Begin DATASET ENTRIES

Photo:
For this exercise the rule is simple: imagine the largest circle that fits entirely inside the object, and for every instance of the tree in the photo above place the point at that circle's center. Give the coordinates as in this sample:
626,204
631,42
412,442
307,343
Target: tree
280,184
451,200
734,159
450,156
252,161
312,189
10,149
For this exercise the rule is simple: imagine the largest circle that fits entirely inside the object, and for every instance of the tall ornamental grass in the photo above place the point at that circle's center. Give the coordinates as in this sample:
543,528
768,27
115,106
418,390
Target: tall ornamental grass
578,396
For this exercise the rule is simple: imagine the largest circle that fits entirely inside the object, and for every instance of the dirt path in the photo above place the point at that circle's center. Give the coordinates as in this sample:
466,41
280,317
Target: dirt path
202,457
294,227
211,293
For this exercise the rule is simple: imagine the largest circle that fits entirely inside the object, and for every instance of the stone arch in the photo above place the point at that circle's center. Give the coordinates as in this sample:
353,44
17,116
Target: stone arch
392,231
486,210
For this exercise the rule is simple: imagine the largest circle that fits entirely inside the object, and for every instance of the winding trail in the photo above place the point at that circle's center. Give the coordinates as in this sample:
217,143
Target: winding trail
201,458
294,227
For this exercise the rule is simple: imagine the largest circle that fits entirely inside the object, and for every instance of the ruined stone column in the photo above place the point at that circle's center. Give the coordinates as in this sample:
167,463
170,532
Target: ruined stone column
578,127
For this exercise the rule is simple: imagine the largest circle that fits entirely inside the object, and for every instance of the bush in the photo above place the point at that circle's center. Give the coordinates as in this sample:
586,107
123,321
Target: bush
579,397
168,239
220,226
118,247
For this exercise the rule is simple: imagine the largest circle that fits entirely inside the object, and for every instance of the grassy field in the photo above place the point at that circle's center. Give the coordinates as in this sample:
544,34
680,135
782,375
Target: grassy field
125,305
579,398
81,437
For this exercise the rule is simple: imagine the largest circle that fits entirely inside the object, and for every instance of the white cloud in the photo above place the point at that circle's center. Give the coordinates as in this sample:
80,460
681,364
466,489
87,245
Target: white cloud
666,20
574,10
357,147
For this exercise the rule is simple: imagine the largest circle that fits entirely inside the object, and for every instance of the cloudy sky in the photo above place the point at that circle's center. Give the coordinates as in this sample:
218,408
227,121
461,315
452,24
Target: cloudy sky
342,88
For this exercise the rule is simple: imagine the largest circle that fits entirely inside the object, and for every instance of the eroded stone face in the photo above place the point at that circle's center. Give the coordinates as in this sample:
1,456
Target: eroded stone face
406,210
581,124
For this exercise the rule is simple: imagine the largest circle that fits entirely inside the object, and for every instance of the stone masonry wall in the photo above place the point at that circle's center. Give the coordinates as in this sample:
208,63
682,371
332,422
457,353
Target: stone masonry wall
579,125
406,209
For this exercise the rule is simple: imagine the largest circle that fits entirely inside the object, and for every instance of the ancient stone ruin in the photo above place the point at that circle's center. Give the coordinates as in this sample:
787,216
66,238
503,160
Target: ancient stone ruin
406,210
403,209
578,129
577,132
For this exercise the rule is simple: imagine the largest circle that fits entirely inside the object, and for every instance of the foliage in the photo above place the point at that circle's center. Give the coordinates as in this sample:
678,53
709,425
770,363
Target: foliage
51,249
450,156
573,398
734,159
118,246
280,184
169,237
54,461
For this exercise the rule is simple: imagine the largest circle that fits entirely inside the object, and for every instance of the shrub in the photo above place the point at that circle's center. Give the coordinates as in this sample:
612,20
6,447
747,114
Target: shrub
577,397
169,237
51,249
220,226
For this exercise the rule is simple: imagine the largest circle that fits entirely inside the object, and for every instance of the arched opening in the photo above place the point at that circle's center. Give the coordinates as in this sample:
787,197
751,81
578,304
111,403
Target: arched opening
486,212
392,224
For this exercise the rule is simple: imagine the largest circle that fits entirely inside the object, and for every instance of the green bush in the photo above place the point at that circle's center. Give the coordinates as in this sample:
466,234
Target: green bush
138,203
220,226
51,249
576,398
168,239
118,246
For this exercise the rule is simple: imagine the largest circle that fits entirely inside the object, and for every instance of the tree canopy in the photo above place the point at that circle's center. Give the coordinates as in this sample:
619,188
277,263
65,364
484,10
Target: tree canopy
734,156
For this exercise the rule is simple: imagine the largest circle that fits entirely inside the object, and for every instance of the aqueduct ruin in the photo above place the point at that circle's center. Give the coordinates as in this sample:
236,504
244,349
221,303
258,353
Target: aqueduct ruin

End DATASET ENTRIES

(TO DO) Return all of the entries exactly as written.

(THE COMPLETED TASK)
Photo:
For this exercise the rule is simple: imagine the largest circle that fits entirely inside the object, and for every instance of the tree in the photo above place the point at that circle's center. Give the coordinates as in this sample:
626,204
631,42
412,442
307,343
Target: tree
280,184
451,200
734,159
450,156
252,161
312,189
10,149
For this exercise the rule is simple: imagine the largest circle that fits entirely inside the object, and for every instance of the tall ornamental grass in the photo above place the point at that circle's center. Give the coordinates as in this sample:
543,528
768,27
115,106
418,390
Target: tall ornamental grass
578,396
For this exercise the rule is simple: imagine the largest circle that fits entirely inside the object, and for every instance of the dirt path in the photo above place the point at that circle's center. Give the coordinates as in this sample:
466,41
280,317
Target: dirt path
202,457
294,227
211,293
For this exercise the rule is simple: imagine the largest circle that fits entirely inside the object, and for every instance of the stone arch in the photo above place the point at that circle's center. Give the coordinates as in this sample:
353,44
17,116
Target: stone arch
392,231
486,210
For this exercise the rule is simple: imagine the largest circle that fits entirely inside the object, and for every instance of the winding trail in the photo above place the point at that circle's center. Give the coordinates as in this sample:
217,143
Target: winding trail
201,458
294,227
For this exercise the rule is simple: imagine the largest circle that fits entirely inside the object, and for every instance of the ruined stone column in the photo above place the point at that circle's center. Give the coordinates as in this sample:
167,463
170,532
Target: ruined stone column
578,127
For this exercise the rule is simple: imagine the largest circle that fits entirely inside the object, and for every instance of the bush in the photo above place the point at that circle's center. Give the coordinates as in this sample:
586,107
123,321
Target: bush
579,397
168,239
220,226
118,247
For this exercise the rule is simple: imagine the largest circle that fits entirely inside the object, and for every instance of the grassy field in the photo above place the point at that circle's center. Give the coordinates as in this sample:
544,34
680,135
782,375
Target: grassy field
125,305
579,398
81,437
For this exercise the rule is simple: imagine the largest circle that fits entirely inside the object, and for every instance of the white cloud in the photo above place the point at that circle's center. Give the coordinates as in this sample:
80,460
681,364
466,489
87,245
Target: white cloud
666,20
574,10
357,147
For this exercise the rule is simple: imagine the largest circle that fits entirely inside the object, and for every instance of the cloudy sky in the photo above place the point at that circle's center. Give the coordinates as in this sample:
218,408
227,121
461,315
452,24
Target: cloudy sky
342,88
For this exercise the rule is simple: imagine the largest circle that fits entirely inside the object, and for every instance of the eroded stone face in the photo above place the point at that circle's center. Give the coordinates as in this sample:
1,456
Target: eroded stone face
406,210
581,124
For this exercise the rule is simple: imagine the largest circle that fits entirely inside the object, and for every instance of the stone masonry wall in the photo above place the point at that circle's center. Give the coordinates as in this sample:
208,63
682,371
332,422
457,353
Target: stone masonry wall
579,125
406,209
For this exercise the rule is simple: imagine the largest circle that fits entirely inside the object, and for every instance of the ancient stone ruin in the photo above place the point at that circle's center. Give the coordinates as in this sample:
787,216
66,238
503,160
Target: ancient stone ruin
406,210
403,209
578,129
577,132
For this exercise the rule is simple: imagine the largest circle that fits entirely inside the object, and for every instance of the foliage in the photo above place the point at that circle's center. Give the coordinates as in this sample:
678,53
709,425
770,363
Target: foliage
51,249
450,156
573,398
734,159
118,246
280,184
169,237
54,461
For this exercise the rule is simple: imagine the largest circle that fits entirely inside the object, and for every instance of the shrub in the photo above place the point at that circle's center. Give the coordinates as in this sample:
612,20
6,447
747,114
Target: shrub
577,397
169,237
51,249
220,226
For this exercise the rule is simple: imagine the largest circle that fits entirely inside the object, and for every instance of the arched opening in the photo above place the point at that circle's center. Give the coordinates as in this sample:
787,197
751,81
578,304
111,403
Target: arched opening
486,212
392,224
For this exercise the rule is simple: imagine the largest circle that fits entirely inside the object, and for every instance of the green bush in the photo above place the point at that circle's center. Give the coordinates as in this sample:
466,234
Target: green bush
138,203
220,226
51,249
576,398
168,239
118,246
For this exercise the rule is simple: imagine the largest circle that fits entirely inside the object, and for every instance of the tree canopy in the photo above place the point at that circle's center. Give the coordinates as in this sample:
619,188
277,263
65,364
484,10
Target: tree canopy
734,156
For this exercise the rule is simple: imagine the largest circle that fits entirely inside the object, and for every instance of the aqueduct ruin in the photo above place the point at that circle's center. Give the coordinates as in this sample:
236,504
244,349
221,303
258,353
Target: aqueduct ruin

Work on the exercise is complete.